Recorded data:

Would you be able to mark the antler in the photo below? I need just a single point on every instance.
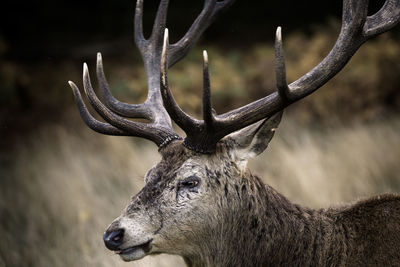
(357, 27)
(159, 129)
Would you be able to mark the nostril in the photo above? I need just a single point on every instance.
(113, 239)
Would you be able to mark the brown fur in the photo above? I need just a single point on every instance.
(240, 221)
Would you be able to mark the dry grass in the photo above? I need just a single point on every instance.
(65, 185)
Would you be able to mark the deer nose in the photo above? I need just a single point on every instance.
(113, 239)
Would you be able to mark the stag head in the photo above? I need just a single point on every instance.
(194, 196)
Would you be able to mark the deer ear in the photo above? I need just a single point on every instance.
(254, 139)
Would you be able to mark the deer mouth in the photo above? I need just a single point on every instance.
(135, 252)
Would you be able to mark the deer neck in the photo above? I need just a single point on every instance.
(270, 230)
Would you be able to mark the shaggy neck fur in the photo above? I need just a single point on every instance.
(271, 231)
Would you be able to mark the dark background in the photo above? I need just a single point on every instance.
(36, 31)
(61, 184)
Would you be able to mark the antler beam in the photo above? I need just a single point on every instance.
(159, 129)
(357, 27)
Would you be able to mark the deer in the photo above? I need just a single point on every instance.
(201, 201)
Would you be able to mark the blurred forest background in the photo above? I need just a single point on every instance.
(61, 184)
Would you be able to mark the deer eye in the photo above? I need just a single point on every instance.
(190, 182)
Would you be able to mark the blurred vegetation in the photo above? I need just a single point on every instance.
(61, 184)
(366, 90)
(66, 184)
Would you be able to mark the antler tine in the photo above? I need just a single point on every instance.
(210, 11)
(123, 109)
(208, 115)
(177, 114)
(160, 21)
(152, 132)
(356, 29)
(140, 41)
(95, 125)
(280, 68)
(386, 18)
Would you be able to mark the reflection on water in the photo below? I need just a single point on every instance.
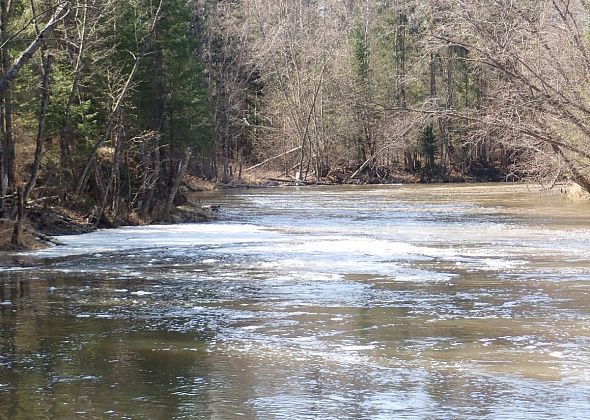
(374, 302)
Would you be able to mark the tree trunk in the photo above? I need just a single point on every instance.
(64, 146)
(27, 54)
(7, 173)
(41, 127)
(18, 225)
(178, 179)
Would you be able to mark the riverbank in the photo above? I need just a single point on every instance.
(45, 221)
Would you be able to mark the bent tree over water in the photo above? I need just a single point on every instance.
(349, 302)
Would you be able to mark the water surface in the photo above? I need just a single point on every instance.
(332, 302)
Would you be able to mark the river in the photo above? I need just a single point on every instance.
(447, 301)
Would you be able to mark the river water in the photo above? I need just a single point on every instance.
(312, 303)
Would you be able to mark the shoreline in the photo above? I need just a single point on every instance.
(42, 223)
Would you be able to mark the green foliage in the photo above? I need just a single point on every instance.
(426, 145)
(172, 95)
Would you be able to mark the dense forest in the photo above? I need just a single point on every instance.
(107, 105)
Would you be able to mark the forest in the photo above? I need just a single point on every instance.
(108, 105)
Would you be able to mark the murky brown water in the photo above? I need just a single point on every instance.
(373, 302)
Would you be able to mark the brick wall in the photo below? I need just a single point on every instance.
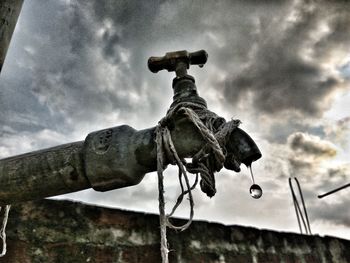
(67, 232)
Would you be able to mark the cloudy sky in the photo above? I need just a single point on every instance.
(282, 67)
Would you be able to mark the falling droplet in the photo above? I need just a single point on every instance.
(255, 191)
(251, 173)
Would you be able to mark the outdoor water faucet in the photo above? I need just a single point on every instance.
(120, 156)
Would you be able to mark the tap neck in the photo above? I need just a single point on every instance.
(185, 90)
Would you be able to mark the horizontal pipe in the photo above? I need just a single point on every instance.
(81, 165)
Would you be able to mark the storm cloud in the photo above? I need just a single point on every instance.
(78, 66)
(290, 63)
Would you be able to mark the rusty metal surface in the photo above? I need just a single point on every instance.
(9, 12)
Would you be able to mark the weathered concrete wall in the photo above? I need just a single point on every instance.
(67, 232)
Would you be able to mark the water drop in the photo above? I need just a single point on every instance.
(255, 191)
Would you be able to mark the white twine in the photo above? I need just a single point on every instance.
(3, 229)
(165, 147)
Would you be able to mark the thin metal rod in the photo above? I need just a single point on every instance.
(297, 208)
(333, 191)
(304, 206)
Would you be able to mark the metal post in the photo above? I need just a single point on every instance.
(9, 12)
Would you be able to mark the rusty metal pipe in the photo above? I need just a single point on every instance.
(9, 12)
(120, 156)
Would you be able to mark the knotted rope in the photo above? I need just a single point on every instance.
(3, 229)
(208, 160)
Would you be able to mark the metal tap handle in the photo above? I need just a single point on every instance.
(171, 60)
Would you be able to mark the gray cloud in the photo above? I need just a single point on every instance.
(285, 70)
(78, 66)
(310, 145)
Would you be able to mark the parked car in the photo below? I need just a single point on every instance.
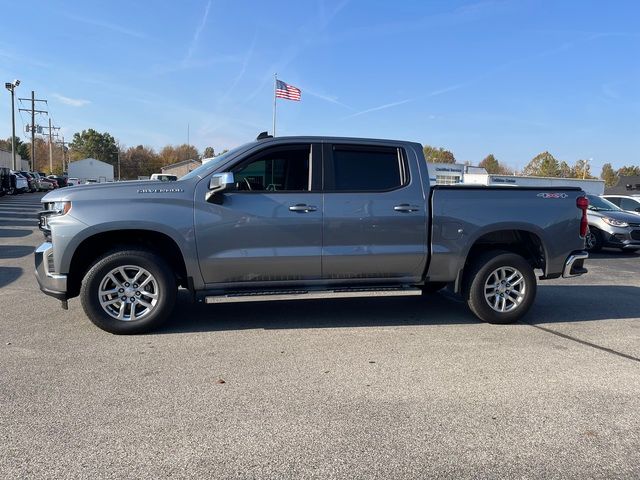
(5, 180)
(31, 181)
(60, 180)
(625, 202)
(46, 184)
(302, 218)
(610, 226)
(18, 182)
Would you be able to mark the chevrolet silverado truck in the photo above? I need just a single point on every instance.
(304, 218)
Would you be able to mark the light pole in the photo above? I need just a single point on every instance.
(586, 165)
(11, 86)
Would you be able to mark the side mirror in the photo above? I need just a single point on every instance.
(221, 181)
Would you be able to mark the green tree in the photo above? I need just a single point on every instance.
(609, 175)
(91, 143)
(438, 155)
(174, 154)
(582, 169)
(542, 165)
(208, 153)
(139, 161)
(565, 171)
(629, 171)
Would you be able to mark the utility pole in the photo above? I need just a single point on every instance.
(63, 143)
(33, 127)
(51, 135)
(11, 86)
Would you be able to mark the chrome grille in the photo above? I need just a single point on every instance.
(50, 267)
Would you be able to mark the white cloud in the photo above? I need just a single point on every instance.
(198, 31)
(74, 102)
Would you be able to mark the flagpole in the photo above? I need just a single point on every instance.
(275, 83)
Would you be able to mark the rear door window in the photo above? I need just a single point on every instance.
(355, 168)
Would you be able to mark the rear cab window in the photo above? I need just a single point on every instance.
(365, 168)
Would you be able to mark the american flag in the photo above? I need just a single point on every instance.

Assigned task:
Give the listing again exactly, minus its images.

Solution to this exercise:
Would you be able to mark the antler in the photo below? I need just a single point on every instance.
(357, 27)
(159, 129)
Would you be able to mark the nostril in the photo above? I need just a single point on every instance.
(113, 239)
Would you be able to mark the brown fur in the photo above? I need just a single point on every instance.
(240, 221)
Would you be able to mark the dry grass in the photo above? I need just a single point on every instance.
(65, 185)
Would you be able to mark the deer nose in the photo above? I need just a single point on every instance.
(113, 239)
Would you be able to mark the stag head in the photo above? I need just a single point on every instance.
(194, 196)
Would you be able to mark the deer ear in the photo above? I need just a single point on every instance.
(254, 139)
Would you be able to mark the deer mouth in the photo above? I need just a single point on every instance.
(135, 252)
Would you be able to mark the deer neck in the photo above? I need just a single point on every instance.
(270, 230)
Would you be able to mark the shaggy neck fur in the photo above? I need just a single point on every instance.
(271, 231)
Would you be able to mark the dark background in the photo above? I need just a single point on every instance.
(36, 31)
(61, 184)
Would you be able to mark the antler beam in the photo above? I need just a single point on every instance.
(159, 129)
(357, 27)
Would you be able to mark the deer in the photo above? I need just a single point on every instance.
(201, 201)
Would you be able to mark the blurred forest background in the photo above? I need just a single point on every instance.
(61, 184)
Would you be able to mark the deer eye in the photo above? I need just a single point on every instance.
(190, 182)
Would you be able to mark the blurred vegetation in the photo above? I need just a single point on every instance.
(61, 184)
(366, 90)
(66, 184)
Would you be able to mark the antler tine in the photo above? I need just a single point on every instance.
(210, 11)
(123, 109)
(208, 115)
(177, 114)
(160, 21)
(152, 132)
(356, 29)
(140, 41)
(95, 125)
(280, 68)
(386, 18)
Would you be able to mark the reflection on water in the photo below? I need just a single point on every instance.
(374, 302)
Would you be able to mark the tree trunk in the photo above? I need just a single point on every instance.
(64, 146)
(27, 54)
(7, 173)
(41, 127)
(18, 225)
(178, 179)
Would you be able to mark the riverbank in the photo above? I need just a single point on every instance.
(45, 221)
Would you be able to mark the bent tree over water in the photo above? I need just a single point on every instance.
(349, 302)
Would you be able to mark the water surface in the photo above? I need just a single point on every instance.
(332, 302)
Would you be able to mark the river in the photo above? I need just a single point on every instance.
(447, 301)
Would you be able to mark the river water in the photo above? I need just a single point on every instance.
(312, 303)
Would you be able to mark the shoreline in the photo above? I need just a single point on every instance.
(42, 223)
Would you be able to mark the green foliage in the photo above? I need just a single point on every instance.
(426, 145)
(172, 95)
Would you be able to mark the dense forest in the photo above? I need just a single point on every instance.
(107, 105)
Would you be able to mark the forest in the photo above? I need just a single point on every instance.
(108, 105)
Would you be able to mark the murky brown water in the photo above? I need just a single point on every instance.
(373, 302)
Would you be able to mark the brick wall in the photo below? I need just a single point on every instance.
(67, 232)
Would you be able to mark the cloudy sky in the photo above? I need just a single point on every instance.
(282, 67)
Would you be able to mark the falling droplet in the photo above? I need just a single point on every instance.
(255, 191)
(251, 173)
Would you be able to mark the outdoor water faucet in the photo above? I need just a single point on every instance.
(120, 156)
Would you be able to mark the tap neck in the photo above? I need just a single point on every instance.
(185, 90)
Would you be able to mark the horizontal pipe in the photo above? I need just a single point on every instance.
(81, 165)
Would you be able to mark the storm cloud in the photo above? I need just a single point on every instance.
(78, 66)
(290, 63)
Would you be able to mark the rusty metal surface in the photo above? I need just a single point on every instance.
(9, 12)
Would you be able to mark the weathered concrete wall in the photo above? I need just a single point on every instance.
(67, 232)
Would you be able to mark the water drop in the photo above? I need just a single point on every instance.
(255, 191)
Would you be able to mark the white twine in the photo above? I need just a single point on every instance.
(3, 229)
(165, 147)
Would you be able to mark the thin metal rod in the photo above? I need just a single point on every instance.
(297, 208)
(333, 191)
(304, 206)
Would you be able to mark the metal post in the photo above? I need just a single point on every instance.
(9, 12)
Would you be able to mark the rusty metal pipe in the photo above? I need just a single point on every instance.
(9, 12)
(120, 156)
Would you be able to mark the knotted rope in the photo above? I need just a single point on every instance.
(3, 229)
(208, 160)
Would you be able to mark the metal tap handle in the photo above? I need just a single point on every instance.
(171, 60)
Would you be able to mark the gray cloud in the photo above? I need just a single point on every instance.
(285, 70)
(78, 66)
(310, 145)
Would you be able to mark the parked car in the photo below? I need just a single point on every instance.
(5, 180)
(31, 181)
(60, 180)
(625, 202)
(46, 184)
(302, 218)
(610, 226)
(18, 182)
Would you be able to mark the chevrolet silverado truck in the photo above? I need just a single point on every instance.
(304, 218)
Would you be able to mark the light pole in the photo above? I need just a single point on every instance.
(586, 165)
(11, 86)
Would you be able to mark the side mirror in the photo above? I need just a single point on every instance.
(221, 181)
Would you be able to mark the green tree in the photo above? I need just a single point on every instance.
(609, 175)
(91, 143)
(438, 155)
(174, 154)
(582, 169)
(542, 165)
(208, 153)
(139, 161)
(565, 171)
(629, 171)
Would you be able to mark the utility pole in the photo above? I need just a single point on every instance.
(63, 143)
(33, 127)
(51, 135)
(11, 86)
Would you be able to mark the chrome grille in the photo above? I need just a single point on every instance.
(50, 267)
Would you be able to mark the white cloud in the photo above? I need just a single point on every instance.
(198, 31)
(74, 102)
Would you be able to mark the flagpole in the photo above? I need just a single point on every instance.
(275, 83)
Would you be able to mark the rear door window in the photo above? I need just a single point on every instance.
(355, 168)
Would you be able to mark the rear cab window in the photo above? I need just a single point on every instance.
(365, 168)
Would you be able to mark the american flag in the photo above? I need just a single point on every instance.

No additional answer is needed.